Selected extract:
(begin)

Studio album by Esbjörn Svensson Trio
- Released: 30 March 2012
- Recorded: 2007
- Studio: Studios 301, Sydney, Australia
- Genre: Jazz
- Length: 61:04
- Label: ACT Music

Esbjörn Svensson Trio chronology
| Leucocyte (2008) | 301 (2012) | E.S.T. Symphony (2016) |

= 301 (album) =

301 is the last album recorded by Esbjörn Svensson Trio, released on 30 March 2012. The album is their second released posthumously, after Leucocyte, as the pianist Esbjörn Svensson died in June 2008.

It was recorded during the same sessions of the recording of Leucocyte, whilst the Swedish trio were touring around Asia and Australia. The disc is named after Studios 301 in Sydney where the album was recorded.

(end)

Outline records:

(begin)

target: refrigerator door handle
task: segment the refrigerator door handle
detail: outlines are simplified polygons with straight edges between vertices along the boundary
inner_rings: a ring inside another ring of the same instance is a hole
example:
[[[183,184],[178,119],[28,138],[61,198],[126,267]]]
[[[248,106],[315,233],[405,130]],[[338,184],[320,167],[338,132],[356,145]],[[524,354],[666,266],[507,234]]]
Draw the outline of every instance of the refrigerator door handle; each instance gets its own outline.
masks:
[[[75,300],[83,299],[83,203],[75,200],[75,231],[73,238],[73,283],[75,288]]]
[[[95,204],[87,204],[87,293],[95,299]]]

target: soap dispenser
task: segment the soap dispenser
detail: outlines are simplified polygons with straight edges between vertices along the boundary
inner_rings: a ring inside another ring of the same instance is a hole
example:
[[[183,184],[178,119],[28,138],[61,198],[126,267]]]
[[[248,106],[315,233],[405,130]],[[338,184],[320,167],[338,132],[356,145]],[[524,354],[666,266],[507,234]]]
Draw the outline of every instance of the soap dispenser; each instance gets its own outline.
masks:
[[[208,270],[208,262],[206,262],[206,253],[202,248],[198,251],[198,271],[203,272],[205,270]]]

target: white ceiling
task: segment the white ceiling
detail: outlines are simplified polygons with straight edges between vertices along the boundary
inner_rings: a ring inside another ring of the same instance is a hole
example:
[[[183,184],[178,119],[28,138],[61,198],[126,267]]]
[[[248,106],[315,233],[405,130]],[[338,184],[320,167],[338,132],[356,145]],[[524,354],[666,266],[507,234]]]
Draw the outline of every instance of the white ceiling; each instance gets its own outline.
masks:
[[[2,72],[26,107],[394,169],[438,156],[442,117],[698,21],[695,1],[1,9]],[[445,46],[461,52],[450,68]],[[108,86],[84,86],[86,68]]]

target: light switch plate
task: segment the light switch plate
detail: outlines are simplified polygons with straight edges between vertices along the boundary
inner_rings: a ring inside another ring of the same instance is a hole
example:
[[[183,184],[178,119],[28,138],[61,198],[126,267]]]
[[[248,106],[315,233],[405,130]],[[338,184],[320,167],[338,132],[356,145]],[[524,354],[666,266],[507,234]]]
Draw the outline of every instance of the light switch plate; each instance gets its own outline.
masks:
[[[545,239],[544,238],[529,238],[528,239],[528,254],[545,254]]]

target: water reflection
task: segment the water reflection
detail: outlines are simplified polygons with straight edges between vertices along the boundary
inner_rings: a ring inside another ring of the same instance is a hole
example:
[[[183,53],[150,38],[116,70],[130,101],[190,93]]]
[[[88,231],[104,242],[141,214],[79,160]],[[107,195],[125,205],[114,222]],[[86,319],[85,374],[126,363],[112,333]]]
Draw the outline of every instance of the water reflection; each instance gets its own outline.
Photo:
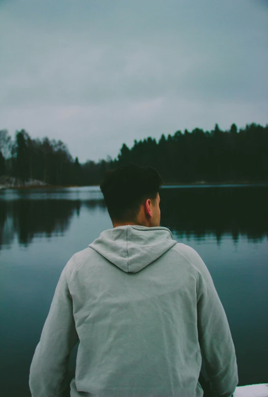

(end)

Exercises:
- 1) Decide whether each statement agrees with the article on the album 301, answering yes or no and quoting the article's deciding words: (a) The album was recorded in Sydney. (b) 301 was the first album by the trio released after Svensson's death. (c) The album came from the same recording sessions as Leucocyte.
- 2) Write a continuation of the article on the album 301, starting after its final sentence.

Answers for this exercise:
- 1)
(a) Yes: "The disc is named after Studios 301 in Sydney where the album was recorded."
(b) No: "The album is their second released posthumously, after Leucocyte"
(c) Yes: "It was recorded during the same sessions of the recording of Leucocyte"

- 2)
Before his death, Svensson was actually involved in the editing down of the sessions into what might have been a double album. In the end, surviving members Magnus Öström and Dan Berglund elected to delay the release of 301. Regular sound engineer Åke Linton was also a key presence in the recording, editing and mixing process.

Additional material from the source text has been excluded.